Directions for this task: Transcribe, exactly as they appear, only the lines from the one holding "Place a point on each instance of the polo" through the end of the entries below.

Pointing dataset records
»»

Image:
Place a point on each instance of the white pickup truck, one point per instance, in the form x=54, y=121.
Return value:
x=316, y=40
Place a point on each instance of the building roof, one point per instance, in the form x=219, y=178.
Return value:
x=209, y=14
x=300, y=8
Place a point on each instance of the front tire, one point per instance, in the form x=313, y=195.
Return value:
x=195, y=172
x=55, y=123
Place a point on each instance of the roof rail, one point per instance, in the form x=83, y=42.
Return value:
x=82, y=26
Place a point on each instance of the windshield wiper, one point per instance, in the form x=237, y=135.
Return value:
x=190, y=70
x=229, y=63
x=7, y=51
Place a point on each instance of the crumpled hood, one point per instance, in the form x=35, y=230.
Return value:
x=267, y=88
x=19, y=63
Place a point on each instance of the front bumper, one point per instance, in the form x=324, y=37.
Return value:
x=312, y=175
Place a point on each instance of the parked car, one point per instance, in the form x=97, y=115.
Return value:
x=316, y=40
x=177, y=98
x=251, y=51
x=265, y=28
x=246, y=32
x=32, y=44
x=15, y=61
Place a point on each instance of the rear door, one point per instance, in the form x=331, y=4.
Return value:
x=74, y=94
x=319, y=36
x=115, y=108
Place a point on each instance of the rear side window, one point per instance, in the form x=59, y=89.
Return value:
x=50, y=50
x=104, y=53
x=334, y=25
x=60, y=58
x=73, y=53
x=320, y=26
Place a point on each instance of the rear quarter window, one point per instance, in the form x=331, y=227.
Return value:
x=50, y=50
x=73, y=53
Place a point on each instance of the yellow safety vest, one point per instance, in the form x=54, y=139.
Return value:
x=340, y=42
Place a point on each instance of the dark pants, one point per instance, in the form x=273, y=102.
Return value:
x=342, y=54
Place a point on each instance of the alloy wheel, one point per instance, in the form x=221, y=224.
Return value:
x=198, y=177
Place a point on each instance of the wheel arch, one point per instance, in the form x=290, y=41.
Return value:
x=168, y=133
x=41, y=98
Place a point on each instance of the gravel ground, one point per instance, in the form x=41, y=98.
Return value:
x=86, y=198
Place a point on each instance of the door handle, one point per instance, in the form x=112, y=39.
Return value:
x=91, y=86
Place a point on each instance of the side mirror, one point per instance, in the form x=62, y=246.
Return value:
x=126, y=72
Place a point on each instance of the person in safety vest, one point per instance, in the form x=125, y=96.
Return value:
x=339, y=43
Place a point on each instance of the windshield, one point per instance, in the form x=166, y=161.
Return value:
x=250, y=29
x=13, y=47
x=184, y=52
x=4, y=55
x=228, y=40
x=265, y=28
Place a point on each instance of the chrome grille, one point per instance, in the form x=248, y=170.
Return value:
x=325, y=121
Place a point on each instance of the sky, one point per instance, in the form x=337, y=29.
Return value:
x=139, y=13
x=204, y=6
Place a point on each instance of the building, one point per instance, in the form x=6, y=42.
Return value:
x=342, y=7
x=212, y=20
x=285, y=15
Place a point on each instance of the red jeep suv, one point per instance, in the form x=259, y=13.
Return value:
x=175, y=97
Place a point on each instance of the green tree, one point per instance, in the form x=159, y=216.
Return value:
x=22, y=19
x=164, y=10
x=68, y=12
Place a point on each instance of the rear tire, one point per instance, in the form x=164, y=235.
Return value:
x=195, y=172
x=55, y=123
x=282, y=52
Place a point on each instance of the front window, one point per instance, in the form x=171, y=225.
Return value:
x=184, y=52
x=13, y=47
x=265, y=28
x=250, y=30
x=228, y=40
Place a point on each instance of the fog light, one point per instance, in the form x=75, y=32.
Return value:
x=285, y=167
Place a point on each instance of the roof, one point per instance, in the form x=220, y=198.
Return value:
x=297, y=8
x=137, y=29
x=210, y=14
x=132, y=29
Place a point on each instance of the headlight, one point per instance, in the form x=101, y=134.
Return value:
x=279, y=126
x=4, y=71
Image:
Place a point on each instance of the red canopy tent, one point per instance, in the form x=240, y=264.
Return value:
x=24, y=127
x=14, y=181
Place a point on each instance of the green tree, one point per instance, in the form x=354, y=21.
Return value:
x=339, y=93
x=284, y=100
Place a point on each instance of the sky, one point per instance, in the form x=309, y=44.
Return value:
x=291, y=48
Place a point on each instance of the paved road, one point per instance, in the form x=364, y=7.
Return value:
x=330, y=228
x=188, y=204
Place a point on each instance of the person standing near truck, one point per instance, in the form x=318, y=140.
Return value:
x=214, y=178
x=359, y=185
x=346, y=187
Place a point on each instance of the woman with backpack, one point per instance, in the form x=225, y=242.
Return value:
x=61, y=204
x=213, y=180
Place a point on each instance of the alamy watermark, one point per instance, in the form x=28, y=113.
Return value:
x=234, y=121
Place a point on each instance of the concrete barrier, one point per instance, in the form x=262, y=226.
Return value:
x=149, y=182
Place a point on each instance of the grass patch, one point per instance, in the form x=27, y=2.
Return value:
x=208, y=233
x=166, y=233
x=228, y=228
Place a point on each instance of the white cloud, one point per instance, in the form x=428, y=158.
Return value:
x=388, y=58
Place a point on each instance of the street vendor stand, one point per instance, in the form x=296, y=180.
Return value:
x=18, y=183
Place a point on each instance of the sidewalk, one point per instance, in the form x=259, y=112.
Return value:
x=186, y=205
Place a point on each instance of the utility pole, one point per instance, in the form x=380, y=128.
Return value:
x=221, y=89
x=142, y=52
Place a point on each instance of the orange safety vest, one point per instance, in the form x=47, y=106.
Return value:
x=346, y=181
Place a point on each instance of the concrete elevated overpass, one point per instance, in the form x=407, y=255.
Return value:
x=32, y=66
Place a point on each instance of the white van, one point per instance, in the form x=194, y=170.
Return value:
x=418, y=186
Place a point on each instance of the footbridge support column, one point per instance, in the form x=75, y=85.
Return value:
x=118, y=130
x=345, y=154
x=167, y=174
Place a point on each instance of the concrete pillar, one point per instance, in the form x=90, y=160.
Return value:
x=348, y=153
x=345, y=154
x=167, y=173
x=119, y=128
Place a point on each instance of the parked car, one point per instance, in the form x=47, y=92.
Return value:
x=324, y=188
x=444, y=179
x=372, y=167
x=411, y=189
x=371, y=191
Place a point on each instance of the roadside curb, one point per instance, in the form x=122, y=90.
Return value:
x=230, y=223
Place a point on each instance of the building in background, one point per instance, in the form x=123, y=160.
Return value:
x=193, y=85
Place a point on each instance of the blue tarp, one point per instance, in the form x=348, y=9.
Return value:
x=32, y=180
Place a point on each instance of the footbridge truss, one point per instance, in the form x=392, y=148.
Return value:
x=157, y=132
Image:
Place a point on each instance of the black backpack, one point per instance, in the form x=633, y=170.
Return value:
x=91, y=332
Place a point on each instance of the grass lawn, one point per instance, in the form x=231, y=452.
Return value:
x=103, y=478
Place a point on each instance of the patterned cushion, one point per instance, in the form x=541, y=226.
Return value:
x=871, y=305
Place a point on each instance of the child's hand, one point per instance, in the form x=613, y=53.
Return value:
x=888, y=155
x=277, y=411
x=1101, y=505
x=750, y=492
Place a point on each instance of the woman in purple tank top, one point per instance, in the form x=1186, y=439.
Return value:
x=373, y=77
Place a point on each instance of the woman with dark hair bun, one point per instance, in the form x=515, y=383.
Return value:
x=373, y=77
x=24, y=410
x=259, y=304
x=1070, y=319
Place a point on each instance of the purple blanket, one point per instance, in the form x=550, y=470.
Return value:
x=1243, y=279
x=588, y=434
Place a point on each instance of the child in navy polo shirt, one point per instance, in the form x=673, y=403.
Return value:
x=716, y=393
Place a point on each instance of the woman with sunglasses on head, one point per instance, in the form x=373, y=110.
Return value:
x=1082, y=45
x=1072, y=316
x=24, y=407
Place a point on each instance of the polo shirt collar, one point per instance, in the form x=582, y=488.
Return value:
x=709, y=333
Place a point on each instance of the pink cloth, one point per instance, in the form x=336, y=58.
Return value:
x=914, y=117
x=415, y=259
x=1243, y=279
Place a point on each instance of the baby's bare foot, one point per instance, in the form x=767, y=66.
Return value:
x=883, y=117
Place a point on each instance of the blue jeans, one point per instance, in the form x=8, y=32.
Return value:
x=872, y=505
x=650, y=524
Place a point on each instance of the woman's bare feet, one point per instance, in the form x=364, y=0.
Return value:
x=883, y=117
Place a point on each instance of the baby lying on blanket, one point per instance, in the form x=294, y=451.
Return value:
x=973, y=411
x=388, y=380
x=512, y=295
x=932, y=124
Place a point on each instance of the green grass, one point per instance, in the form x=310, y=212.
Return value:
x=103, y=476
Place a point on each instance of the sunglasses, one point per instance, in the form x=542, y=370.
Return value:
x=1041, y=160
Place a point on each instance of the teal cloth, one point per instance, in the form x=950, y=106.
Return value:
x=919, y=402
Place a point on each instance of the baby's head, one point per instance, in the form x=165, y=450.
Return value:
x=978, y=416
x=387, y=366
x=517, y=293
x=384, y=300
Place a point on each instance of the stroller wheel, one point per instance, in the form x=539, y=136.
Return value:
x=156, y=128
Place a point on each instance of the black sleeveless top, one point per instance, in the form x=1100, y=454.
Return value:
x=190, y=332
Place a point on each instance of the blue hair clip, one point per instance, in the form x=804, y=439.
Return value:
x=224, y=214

««

Exercise output:
Place a point on each instance of the polo shirt collar, one point per instance, in the form x=582, y=488.
Return value:
x=709, y=333
Place a point on each instance of the pink cloth, one point per instance, in the form x=336, y=58.
Return value:
x=914, y=117
x=415, y=259
x=1243, y=279
Place a point on each instance of the baby's bare foot, one point per instance, in the form x=767, y=66.
Return value:
x=883, y=117
Place a point on each instance of the blue jeans, one point per instance, in the form x=8, y=32.
Return value:
x=872, y=505
x=650, y=524
Place a point on each instance of the woman's bare feet, one point per instance, in the form x=364, y=0.
Return value:
x=883, y=117
Place a point on each instance of the baby lying on blanket, one point per instance, in the form x=294, y=451.
Return value:
x=973, y=411
x=388, y=380
x=512, y=295
x=932, y=124
Place a point on each instance of the green grass, one point per instance, in the form x=310, y=212.
Return value:
x=103, y=476
Place a point on each instance of the sunglasses, one point per instance, in the form x=542, y=370.
Return value:
x=1041, y=160
Place a point on each instance of the teal cloth, one point per instance, in the form x=950, y=106.
Return value:
x=919, y=402
Place a point on each instance of the baby's head, one point per instance, in the form x=165, y=450.
Return value:
x=978, y=416
x=387, y=366
x=517, y=293
x=384, y=300
Place a point on each instance of the stroller wheel, one point per instance, in the form x=539, y=136.
Return value:
x=156, y=128
Place a point on each instance of the black sleeveless top, one point per instance, in the form x=1100, y=454.
Return value:
x=190, y=332
Place a point on each instance of the blue hair clip, one point per instance, in the form x=804, y=439.
Return value:
x=224, y=214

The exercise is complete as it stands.